- _Work instructions_:
Give the number of lines in the data below containing the word "POINT", with no other text.

- _Data extracts_:
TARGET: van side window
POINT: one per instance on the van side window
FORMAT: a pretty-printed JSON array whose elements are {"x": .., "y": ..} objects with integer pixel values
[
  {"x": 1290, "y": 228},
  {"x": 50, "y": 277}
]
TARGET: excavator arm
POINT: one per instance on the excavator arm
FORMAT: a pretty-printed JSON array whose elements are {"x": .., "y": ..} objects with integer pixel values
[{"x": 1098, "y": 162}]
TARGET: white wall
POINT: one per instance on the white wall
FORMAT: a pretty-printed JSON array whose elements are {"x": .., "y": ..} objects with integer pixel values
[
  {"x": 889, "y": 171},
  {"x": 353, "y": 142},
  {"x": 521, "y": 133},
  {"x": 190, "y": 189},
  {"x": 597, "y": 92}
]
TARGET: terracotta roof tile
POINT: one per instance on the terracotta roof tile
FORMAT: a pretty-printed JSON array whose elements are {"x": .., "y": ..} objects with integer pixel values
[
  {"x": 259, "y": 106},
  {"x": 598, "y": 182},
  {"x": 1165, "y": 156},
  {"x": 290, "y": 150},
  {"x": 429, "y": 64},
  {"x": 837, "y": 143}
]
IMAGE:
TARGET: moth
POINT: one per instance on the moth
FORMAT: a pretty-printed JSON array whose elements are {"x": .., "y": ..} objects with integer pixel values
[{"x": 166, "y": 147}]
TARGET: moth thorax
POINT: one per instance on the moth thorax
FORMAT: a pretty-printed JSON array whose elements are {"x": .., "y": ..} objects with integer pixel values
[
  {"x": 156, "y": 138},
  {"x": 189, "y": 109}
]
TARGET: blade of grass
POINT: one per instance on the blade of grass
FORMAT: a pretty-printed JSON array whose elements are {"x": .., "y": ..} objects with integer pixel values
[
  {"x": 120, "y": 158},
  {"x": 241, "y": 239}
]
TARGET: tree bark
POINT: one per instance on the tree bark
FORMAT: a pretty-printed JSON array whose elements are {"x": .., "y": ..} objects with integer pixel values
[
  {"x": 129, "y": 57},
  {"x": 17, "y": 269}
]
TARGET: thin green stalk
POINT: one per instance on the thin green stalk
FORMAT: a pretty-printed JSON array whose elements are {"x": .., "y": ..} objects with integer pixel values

- _Solution to the exercise_:
9